▶ **Demande 1**
Résumez en deux phrases le texte sur le racisme en France.
▶ **Demande 2**
Rédigez la suite du texte sur le racisme en France, en reprenant après sa dernière phrase.

▶ **Bloc de texte**
☆ ☆ ☆ ☆ ☆
La nouvelle Miss France aura donc eu, elle aussi, son lot d’injures racistes. L’élection de la Franco-Béninoise Flora Coquerel a déchaîné des passions haineuses sur les réseaux sociaux, apportant une note supplémentaire au climat actuel en France, où les uns et les autres, médias en tête, s’interrogent sur une sorte de libération de la parole raciste dans l’Hexagone.
Dans une étude fouillée, le site du quotidien Le Monde s’interroge par exemple sur ce qu’il appelle «Les nouveaux habits du racisme». Dans ce long article, il est décrypté la résurgence insidieuse d’images et de postures qui remontent au début du XXe siècle... Les fameux «Y’a Bon Banania», «sauvages», «singes» et autres. Le Monde ajoute que, même si ceux qui font revivre ces affreux clichés sont encore rares, le racisme n’a pas disparu pour autant. La différence étant qu’il se manifeste autrement et «se dit» avec d’autres mots.
«Ce néoracisme manie désormais le vocabulaire des modes de vie et des valeurs: il classe, répertorie et étiquette les populations en leur attribuant, à tort ou à raison, certains traits culturels qu’il juge immuables», écrit Le Monde pour évoquer ces formes contemporaines de racisme
Sauf que, cela fait une bonne dizaine d’années que l’on parle, en France, de ces «nouveaux habits du racisme». Les contributions des spécialistes interrogés par le site sont de très haute portée et illustrent bien les ressorts de ce néoracisme. L’un d’eux, Patrick Simon, chercheur à l’INED (Institut national d’études démographiques), explique au Monde que ce phénomène a commencé à se développer dans les années 80, avec le slogan du Front national de l’époque, «la France aux Français».
☆ ☆ ☆ ☆ ☆
▶ **Données fournies**
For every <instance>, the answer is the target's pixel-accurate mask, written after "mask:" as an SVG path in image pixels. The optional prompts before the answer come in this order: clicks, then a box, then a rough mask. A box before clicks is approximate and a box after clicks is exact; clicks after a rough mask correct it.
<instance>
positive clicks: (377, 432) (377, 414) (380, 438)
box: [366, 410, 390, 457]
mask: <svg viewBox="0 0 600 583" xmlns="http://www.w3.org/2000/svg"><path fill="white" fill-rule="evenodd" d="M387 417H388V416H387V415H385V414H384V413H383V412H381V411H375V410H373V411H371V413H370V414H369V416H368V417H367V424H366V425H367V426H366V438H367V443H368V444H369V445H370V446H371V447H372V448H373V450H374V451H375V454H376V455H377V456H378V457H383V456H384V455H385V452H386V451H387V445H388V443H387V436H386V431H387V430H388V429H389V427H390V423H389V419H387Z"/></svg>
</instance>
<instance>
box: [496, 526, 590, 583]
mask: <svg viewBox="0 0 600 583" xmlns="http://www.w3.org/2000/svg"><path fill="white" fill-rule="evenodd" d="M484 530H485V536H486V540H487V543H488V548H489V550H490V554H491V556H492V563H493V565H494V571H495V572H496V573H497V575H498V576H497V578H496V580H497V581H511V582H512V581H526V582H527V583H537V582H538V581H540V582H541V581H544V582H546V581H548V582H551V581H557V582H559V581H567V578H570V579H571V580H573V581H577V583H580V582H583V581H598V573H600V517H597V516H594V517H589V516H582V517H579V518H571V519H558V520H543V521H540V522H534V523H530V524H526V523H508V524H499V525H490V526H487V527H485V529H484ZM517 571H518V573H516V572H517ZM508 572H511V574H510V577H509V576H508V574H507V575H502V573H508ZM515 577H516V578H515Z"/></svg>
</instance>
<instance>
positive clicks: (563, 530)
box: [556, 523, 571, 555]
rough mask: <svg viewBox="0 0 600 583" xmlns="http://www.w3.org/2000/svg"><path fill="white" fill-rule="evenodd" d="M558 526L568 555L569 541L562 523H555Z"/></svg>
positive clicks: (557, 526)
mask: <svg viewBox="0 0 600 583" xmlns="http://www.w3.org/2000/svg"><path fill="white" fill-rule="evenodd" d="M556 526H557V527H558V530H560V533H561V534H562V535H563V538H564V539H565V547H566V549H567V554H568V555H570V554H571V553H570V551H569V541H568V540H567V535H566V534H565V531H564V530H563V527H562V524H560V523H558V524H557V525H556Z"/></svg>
☆ ☆ ☆ ☆ ☆
▶ **Résultat 1**
L'élection de la Franco-Béninoise Flora Coquerel comme Miss France a déclenché des injures racistes sur les réseaux sociaux, alors qu'en France on s'interroge sur une libération de la parole raciste. Le Monde décrit un néoracisme qui s'exprime par le vocabulaire des modes de vie et des valeurs, phénomène qui, selon le chercheur Patrick Simon, a commencé à se développer dans les années 80 avec le slogan du Front national «la France aux Français».

▶ **Résultat 2**
Dans cette optique, d’où vient donc l’idée de parler de néoracisme en France en cette fin 2013? Le mieux ne serait-il pas de dire tout bonnement que le racisme n’a jamais disparu en France et que de vrais lobbies racistes existent et adaptent leur discours et leurs méthodes au contexte?
En 2004 déjà, c’est-à-dire, il y a une dizaine d’années, le journaliste Alain Gresh parlait déjà des «nouveaux habits du racisme» dans les colonnes du Monde diplomatique. Un après, en 2005, L’Humanité présentait une étude qui montrait comment les thèmes de l’extrême-droite française étaient repris par les partis dit traditionnels. L’argumentation de l’article intitulé «Les habits neufs du discours raciste» comportait déjà les mêmes éléments que celui du Monde.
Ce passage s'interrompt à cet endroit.